#### DIRECTIONS
"Can you find the glass" appears in one line; retype that line and all lines following it through the end of the records, with nothing left out or added.

=== DATA FOR PROCESSING ===

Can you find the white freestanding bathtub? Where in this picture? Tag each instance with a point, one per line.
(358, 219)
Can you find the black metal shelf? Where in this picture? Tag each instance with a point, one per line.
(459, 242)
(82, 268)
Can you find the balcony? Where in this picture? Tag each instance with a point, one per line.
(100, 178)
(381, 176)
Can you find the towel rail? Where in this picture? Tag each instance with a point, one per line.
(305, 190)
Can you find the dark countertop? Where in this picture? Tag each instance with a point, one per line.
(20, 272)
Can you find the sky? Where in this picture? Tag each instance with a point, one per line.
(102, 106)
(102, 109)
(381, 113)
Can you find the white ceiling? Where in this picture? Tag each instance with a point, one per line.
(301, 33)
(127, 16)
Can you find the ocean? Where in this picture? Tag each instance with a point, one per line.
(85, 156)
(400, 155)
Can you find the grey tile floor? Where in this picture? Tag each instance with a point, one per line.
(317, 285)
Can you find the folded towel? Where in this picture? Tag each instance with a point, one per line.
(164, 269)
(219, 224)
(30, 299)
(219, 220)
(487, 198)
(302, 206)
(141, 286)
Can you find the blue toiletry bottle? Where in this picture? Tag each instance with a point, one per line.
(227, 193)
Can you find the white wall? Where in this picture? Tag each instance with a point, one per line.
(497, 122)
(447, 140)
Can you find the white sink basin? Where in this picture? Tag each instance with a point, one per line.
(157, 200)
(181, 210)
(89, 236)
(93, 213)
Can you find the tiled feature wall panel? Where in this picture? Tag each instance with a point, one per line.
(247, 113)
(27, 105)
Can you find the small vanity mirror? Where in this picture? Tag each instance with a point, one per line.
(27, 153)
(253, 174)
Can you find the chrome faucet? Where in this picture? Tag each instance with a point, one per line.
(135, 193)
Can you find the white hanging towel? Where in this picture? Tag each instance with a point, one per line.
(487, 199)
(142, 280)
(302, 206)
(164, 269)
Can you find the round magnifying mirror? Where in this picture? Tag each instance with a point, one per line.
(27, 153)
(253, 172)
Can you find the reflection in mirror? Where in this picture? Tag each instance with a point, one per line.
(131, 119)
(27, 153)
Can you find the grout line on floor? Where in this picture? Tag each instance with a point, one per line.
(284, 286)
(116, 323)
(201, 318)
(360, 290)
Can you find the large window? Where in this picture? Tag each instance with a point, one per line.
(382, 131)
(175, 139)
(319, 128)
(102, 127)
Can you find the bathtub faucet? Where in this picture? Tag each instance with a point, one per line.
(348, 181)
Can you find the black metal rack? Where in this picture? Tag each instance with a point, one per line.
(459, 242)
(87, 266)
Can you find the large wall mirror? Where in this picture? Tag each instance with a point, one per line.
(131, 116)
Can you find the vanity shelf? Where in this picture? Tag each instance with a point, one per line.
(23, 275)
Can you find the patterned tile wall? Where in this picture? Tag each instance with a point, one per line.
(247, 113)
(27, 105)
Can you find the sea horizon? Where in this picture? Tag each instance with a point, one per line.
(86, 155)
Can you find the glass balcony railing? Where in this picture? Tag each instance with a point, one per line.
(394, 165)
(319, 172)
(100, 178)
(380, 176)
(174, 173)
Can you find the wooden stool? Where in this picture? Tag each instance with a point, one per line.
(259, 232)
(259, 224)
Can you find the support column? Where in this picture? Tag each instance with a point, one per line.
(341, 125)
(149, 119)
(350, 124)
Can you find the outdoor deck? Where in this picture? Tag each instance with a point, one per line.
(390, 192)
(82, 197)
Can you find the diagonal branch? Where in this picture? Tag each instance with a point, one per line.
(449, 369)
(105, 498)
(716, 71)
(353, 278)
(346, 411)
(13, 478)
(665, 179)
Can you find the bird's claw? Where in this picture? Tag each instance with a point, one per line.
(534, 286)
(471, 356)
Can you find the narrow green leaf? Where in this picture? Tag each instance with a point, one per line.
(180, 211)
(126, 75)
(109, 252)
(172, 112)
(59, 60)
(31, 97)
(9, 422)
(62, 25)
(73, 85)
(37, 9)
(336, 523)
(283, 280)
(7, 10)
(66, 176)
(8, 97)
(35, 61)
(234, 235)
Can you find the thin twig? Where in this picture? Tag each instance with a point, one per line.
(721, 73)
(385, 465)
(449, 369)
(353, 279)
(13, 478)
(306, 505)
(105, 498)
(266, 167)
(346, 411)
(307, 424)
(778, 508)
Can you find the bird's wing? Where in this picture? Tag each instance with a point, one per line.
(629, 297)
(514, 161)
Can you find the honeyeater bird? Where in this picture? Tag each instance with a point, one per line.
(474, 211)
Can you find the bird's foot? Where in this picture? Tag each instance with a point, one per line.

===

#### THE COMPLETED TASK
Can you find the glass balcony railing? Where in this picture? Tag each instance with a point, one per line.
(394, 165)
(319, 172)
(100, 178)
(380, 176)
(174, 173)
Can you find the wooden stool? Where in this picture? Tag each instance with a point, one per line.
(259, 232)
(259, 224)
Can you find the support column? Where in this picture? Tag each instance with a point, one per line.
(341, 125)
(149, 119)
(350, 124)
Can you find the outdoor deck? Where in this picture? Tag each instance with a point, one per line.
(390, 192)
(82, 197)
Can you find the diagonal branch? Where in this picture? Tag each instance with a point, one per line.
(449, 369)
(105, 498)
(716, 71)
(353, 278)
(346, 411)
(13, 478)
(665, 179)
Can you find the bird's claw? Where in this picture? Tag each instance with a point, one per line.
(534, 286)
(471, 356)
Can you find the narrow green leaf? Where in this picture? Tag each instance with a point, one per line.
(180, 211)
(126, 75)
(109, 252)
(172, 112)
(59, 60)
(31, 97)
(9, 422)
(62, 25)
(73, 85)
(37, 9)
(336, 523)
(283, 280)
(7, 10)
(66, 176)
(8, 97)
(35, 61)
(234, 235)
Can you find the thin twig? Where in this picture? Tag each instance with a point, one per line.
(721, 73)
(385, 465)
(449, 369)
(353, 279)
(13, 478)
(306, 505)
(105, 498)
(266, 167)
(346, 411)
(307, 424)
(778, 508)
Can you find the bird's wing? Where in this picture? Tag each instance with a point, one per line.
(629, 297)
(514, 161)
Can you find the honeyeater bird? Where in this picture? Tag each instance with a point, one per line.
(474, 211)
Can you find the bird's foot? Where in this picture? Tag each instance with a point, one per line.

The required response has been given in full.